(Objective):
Pull out every line of the records below that contains the string "baby", copying each in full. Matching is case-sensitive.

[Records from a collection]
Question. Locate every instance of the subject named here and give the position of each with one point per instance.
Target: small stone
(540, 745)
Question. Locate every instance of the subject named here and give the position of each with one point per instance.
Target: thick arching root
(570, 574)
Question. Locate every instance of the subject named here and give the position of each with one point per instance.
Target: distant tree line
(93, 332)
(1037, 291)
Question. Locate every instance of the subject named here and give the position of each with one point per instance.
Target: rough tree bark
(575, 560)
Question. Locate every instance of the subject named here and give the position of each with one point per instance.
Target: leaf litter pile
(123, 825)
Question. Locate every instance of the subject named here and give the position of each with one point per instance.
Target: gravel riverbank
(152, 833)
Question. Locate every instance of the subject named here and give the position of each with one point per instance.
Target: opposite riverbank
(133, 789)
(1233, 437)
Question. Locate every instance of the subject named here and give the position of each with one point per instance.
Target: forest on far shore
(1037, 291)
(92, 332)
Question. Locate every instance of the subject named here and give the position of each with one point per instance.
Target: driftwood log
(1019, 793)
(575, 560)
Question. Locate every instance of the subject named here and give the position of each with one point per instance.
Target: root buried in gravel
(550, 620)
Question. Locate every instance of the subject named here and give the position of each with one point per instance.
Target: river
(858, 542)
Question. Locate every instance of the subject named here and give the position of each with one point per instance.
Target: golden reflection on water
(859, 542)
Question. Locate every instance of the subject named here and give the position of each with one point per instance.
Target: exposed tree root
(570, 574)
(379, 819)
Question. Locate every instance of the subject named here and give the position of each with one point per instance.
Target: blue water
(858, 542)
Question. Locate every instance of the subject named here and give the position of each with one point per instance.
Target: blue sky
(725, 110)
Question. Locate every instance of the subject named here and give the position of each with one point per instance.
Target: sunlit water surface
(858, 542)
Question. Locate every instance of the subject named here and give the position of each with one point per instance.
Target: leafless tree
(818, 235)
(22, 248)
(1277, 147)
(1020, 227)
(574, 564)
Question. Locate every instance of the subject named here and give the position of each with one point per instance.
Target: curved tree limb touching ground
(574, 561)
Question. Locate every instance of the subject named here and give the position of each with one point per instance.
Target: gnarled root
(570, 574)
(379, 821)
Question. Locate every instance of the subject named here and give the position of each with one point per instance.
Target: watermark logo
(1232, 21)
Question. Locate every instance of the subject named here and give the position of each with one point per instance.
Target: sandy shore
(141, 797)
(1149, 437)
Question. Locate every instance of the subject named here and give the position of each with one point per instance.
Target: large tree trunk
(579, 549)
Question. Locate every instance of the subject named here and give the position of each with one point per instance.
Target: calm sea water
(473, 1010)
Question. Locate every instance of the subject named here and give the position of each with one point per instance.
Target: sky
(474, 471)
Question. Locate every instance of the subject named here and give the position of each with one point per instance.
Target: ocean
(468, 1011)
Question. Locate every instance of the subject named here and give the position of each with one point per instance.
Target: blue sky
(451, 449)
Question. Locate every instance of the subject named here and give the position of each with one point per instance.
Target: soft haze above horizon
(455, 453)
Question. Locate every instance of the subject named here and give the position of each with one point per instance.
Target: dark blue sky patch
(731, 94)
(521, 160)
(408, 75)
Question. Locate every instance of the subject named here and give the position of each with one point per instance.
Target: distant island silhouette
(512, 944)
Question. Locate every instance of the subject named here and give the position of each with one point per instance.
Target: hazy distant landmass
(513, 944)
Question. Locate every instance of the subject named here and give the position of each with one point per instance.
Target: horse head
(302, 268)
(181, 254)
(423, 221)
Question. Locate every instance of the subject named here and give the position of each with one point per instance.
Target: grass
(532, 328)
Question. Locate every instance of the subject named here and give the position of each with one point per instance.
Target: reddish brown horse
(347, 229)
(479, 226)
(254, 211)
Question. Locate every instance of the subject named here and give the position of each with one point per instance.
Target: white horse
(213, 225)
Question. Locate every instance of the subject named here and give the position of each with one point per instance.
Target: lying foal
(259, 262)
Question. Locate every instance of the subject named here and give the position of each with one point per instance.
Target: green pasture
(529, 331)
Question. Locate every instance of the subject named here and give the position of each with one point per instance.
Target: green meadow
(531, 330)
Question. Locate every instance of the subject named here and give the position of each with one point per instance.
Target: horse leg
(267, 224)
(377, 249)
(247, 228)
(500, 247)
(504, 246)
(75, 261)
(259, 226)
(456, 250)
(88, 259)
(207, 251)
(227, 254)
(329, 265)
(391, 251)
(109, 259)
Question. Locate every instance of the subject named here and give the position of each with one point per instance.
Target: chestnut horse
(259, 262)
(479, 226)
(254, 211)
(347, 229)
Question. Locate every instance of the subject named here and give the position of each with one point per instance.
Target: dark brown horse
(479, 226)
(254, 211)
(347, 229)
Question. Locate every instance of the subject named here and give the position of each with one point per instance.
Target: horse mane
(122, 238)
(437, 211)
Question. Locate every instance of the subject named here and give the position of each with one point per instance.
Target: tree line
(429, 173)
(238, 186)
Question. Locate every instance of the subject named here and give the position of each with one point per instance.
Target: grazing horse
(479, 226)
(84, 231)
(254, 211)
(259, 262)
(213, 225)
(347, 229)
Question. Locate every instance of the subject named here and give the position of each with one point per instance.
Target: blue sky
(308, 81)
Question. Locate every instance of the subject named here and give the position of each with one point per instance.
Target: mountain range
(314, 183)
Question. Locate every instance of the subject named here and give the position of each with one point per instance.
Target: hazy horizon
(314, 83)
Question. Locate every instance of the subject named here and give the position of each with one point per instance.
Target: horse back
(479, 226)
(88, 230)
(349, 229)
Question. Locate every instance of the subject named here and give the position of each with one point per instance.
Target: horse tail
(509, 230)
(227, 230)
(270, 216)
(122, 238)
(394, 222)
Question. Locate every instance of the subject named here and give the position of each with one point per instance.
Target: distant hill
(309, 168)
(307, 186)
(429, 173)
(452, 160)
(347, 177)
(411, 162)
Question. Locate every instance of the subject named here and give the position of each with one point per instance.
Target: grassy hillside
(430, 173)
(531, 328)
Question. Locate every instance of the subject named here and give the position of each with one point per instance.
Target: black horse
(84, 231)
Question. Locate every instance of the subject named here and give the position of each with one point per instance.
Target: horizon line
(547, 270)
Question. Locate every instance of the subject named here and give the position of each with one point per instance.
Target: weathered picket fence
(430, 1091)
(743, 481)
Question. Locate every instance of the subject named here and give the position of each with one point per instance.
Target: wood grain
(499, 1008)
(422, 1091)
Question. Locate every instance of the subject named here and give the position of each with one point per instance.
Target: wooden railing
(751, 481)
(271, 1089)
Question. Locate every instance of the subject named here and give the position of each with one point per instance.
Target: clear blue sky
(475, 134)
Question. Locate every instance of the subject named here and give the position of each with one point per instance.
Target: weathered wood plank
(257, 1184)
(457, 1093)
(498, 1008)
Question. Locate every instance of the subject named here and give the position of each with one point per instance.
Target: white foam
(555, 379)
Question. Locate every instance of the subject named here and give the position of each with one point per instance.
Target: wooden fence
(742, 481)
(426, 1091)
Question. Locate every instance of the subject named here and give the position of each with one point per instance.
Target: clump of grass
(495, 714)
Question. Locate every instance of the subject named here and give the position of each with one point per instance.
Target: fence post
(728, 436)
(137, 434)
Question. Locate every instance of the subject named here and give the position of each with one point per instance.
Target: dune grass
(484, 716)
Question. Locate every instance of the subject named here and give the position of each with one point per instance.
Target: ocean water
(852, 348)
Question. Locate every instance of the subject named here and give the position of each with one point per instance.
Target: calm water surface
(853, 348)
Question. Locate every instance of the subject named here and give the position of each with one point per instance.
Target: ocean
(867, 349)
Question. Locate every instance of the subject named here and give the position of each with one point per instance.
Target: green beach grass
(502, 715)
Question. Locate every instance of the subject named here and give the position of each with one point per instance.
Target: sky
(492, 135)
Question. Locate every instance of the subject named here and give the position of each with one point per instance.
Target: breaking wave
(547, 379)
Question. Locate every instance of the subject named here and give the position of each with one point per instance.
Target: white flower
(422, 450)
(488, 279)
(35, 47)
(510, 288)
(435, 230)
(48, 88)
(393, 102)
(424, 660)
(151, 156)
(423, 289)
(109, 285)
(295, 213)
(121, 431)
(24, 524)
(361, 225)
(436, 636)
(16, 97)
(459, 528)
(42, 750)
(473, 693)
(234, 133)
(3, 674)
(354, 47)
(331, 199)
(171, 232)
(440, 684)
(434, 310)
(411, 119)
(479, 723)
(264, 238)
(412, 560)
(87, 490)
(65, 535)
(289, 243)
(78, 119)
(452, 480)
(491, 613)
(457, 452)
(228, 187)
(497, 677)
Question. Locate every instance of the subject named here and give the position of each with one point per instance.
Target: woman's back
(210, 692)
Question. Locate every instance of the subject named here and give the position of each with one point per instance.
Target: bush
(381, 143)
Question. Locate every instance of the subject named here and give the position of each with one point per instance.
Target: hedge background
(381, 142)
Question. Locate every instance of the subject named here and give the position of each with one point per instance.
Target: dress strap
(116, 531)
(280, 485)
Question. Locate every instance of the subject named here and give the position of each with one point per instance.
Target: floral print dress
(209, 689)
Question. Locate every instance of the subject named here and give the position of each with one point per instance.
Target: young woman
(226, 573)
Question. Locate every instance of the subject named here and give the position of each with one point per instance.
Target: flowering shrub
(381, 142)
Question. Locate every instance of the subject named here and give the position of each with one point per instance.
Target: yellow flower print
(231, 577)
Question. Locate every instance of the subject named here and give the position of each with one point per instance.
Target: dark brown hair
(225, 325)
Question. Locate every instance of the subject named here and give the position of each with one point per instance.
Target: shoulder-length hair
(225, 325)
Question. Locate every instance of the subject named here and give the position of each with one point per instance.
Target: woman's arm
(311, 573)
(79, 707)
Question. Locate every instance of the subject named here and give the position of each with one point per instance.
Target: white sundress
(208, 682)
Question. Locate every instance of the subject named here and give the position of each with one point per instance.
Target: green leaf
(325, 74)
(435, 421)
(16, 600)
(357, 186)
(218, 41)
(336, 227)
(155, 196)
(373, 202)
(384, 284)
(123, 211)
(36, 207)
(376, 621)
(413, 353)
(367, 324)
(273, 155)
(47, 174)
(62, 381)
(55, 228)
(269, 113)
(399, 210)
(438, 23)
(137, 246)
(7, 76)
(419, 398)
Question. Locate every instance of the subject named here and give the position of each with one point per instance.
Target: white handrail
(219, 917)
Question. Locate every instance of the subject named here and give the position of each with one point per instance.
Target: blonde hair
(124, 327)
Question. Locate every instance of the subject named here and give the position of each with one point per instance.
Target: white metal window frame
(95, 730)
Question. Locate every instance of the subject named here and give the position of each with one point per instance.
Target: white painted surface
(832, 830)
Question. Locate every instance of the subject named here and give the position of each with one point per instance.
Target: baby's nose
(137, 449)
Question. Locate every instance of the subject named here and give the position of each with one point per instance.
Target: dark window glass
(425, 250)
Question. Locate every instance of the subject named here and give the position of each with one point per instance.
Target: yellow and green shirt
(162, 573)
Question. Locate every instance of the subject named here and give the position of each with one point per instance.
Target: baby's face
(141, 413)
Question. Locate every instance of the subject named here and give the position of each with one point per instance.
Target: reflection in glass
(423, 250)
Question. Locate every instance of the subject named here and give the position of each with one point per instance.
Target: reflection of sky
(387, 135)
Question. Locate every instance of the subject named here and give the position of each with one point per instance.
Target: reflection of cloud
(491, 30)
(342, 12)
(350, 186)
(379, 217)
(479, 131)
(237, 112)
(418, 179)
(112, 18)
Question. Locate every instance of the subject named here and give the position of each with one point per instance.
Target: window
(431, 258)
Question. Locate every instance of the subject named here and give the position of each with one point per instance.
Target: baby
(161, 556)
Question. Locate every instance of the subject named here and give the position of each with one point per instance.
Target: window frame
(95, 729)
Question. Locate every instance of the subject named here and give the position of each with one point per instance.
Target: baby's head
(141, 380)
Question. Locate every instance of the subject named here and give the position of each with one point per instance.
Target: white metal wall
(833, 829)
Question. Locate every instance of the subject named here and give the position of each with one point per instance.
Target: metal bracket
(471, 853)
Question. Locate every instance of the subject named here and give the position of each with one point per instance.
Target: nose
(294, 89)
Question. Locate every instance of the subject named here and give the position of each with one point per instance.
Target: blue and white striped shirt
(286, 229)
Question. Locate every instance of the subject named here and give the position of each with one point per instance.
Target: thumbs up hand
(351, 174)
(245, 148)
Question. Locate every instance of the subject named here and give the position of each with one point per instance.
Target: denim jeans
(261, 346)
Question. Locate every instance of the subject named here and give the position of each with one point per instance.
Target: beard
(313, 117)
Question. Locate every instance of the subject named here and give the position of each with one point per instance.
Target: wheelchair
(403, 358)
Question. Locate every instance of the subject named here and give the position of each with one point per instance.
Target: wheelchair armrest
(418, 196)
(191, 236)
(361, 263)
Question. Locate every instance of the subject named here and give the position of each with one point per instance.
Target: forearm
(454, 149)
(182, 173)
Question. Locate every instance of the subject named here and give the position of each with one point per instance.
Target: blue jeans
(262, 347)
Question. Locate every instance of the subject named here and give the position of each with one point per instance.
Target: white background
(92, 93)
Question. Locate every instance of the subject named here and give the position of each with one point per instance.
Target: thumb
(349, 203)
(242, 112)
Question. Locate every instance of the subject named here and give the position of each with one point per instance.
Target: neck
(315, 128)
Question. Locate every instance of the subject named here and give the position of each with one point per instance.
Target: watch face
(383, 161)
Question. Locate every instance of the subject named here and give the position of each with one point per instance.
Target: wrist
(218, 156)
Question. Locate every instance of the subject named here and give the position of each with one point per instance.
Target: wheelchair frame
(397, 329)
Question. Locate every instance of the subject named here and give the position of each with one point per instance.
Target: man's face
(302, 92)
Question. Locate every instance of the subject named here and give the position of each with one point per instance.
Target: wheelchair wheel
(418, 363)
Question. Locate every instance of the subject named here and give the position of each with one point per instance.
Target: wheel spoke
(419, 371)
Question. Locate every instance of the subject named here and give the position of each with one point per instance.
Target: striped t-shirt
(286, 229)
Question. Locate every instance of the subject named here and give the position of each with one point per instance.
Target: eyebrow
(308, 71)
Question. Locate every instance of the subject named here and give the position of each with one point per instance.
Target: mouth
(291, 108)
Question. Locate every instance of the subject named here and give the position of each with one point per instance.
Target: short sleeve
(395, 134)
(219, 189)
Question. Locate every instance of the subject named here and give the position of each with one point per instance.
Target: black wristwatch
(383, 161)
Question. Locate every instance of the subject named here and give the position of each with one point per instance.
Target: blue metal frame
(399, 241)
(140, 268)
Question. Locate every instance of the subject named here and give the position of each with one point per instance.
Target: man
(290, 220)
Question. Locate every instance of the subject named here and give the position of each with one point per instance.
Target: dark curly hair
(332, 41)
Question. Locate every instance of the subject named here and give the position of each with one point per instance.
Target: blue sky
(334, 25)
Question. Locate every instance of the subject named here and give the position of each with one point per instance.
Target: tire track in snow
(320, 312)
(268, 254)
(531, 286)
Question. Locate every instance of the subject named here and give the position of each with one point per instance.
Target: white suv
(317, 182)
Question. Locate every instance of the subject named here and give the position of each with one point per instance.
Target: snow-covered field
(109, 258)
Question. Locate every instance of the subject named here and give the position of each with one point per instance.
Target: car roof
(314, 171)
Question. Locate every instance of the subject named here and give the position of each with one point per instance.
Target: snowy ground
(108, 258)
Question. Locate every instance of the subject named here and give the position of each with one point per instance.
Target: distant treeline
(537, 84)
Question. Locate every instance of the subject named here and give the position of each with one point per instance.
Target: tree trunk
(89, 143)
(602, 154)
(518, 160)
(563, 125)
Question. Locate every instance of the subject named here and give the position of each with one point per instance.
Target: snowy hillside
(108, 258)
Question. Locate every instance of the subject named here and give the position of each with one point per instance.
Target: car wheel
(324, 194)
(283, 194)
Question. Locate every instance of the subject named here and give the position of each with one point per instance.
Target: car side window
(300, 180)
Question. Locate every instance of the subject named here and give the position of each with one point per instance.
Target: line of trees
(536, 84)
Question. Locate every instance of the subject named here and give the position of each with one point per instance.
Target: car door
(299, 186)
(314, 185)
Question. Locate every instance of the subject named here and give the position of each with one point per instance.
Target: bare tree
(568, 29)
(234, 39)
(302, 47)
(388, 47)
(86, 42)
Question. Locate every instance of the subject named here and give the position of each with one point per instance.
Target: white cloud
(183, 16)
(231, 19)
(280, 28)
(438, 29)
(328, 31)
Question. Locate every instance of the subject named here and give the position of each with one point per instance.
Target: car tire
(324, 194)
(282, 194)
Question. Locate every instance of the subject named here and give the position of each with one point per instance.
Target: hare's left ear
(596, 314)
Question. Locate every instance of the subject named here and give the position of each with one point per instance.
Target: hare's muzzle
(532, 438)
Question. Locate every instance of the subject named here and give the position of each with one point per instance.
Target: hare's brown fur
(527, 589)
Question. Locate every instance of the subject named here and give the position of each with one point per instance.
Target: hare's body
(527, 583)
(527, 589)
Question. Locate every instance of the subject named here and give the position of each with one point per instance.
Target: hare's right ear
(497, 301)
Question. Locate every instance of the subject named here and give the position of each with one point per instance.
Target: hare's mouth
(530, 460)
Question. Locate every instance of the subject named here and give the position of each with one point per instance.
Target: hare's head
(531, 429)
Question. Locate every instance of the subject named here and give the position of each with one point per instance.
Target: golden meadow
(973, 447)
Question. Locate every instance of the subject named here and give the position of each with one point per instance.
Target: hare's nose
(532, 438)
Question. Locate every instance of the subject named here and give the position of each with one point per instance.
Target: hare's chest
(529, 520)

(Full output):
Target: baby's nose
Target: baby's face
Target: baby
Target: baby's head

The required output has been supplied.